======== Extracted entries ========
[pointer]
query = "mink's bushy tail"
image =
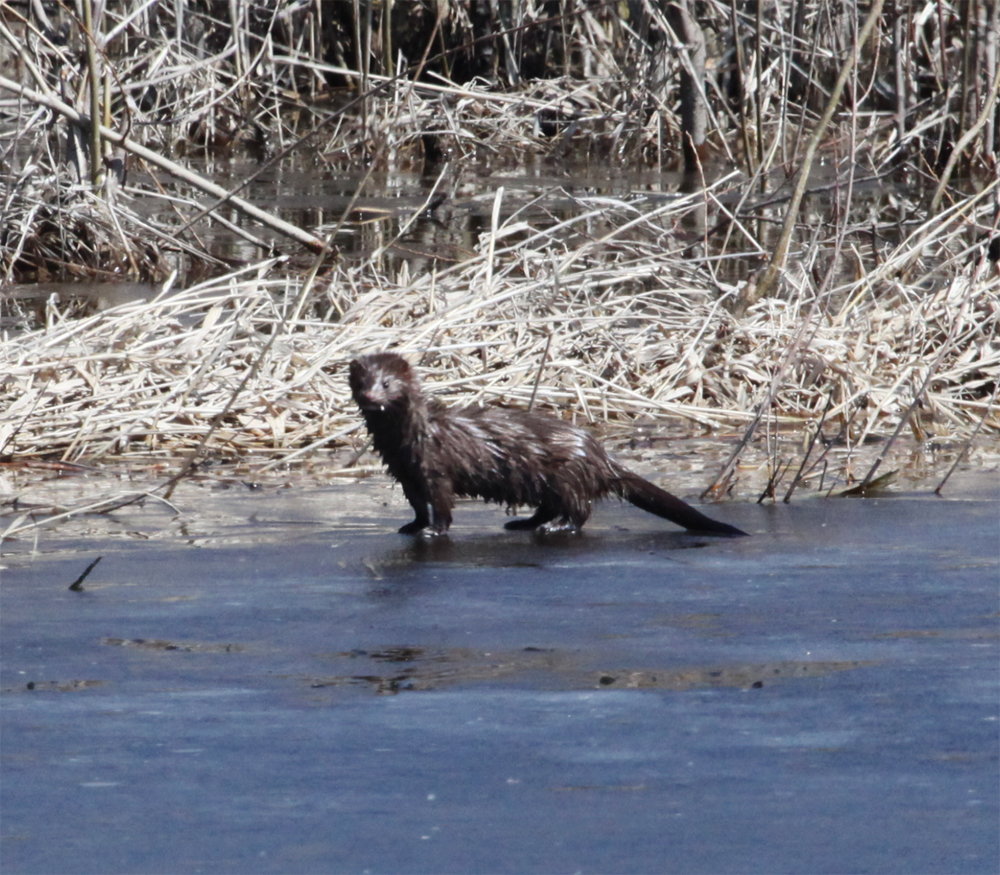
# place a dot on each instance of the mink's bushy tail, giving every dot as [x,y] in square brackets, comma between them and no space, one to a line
[652,499]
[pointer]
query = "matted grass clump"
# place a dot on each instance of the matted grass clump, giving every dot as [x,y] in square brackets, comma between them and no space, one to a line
[619,327]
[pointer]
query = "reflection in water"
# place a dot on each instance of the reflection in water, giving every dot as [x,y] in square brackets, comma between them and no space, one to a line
[392,670]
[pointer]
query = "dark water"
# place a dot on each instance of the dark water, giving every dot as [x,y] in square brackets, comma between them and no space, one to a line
[285,685]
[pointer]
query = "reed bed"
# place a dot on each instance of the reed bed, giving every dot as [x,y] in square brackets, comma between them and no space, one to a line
========
## Task brief
Restate the entries above word for word, keeping pictures out of the copy.

## Problem solution
[pointer]
query = "mink's bushy tail"
image =
# place a dot on each instance of the mink's bushy tail, giving every dot as [x,y] in square brackets, comma between them and no space, one to a line
[652,499]
[pointer]
query = "matted grass clump"
# place a dot on each instance of the matted grass clump, giving every dot as [x,y] in square brackets, comma between them and no space, one to a line
[619,327]
[pointer]
query = "reflection in water"
# place a dot on each instance of the reflection in water, giving every dot as [x,y] in square brackets, comma between them and no space, one to a line
[392,670]
[pointer]
query = "dark water"
# place a dot on each instance of the dark water, giving every dot as [x,y] in square brackets, comma between them and no space, one to a line
[285,685]
[pointer]
query = "reed bed"
# place a dot on each instance of the reed bed, giving every dot as [x,y] in square brackets, comma between them and no space, one to a line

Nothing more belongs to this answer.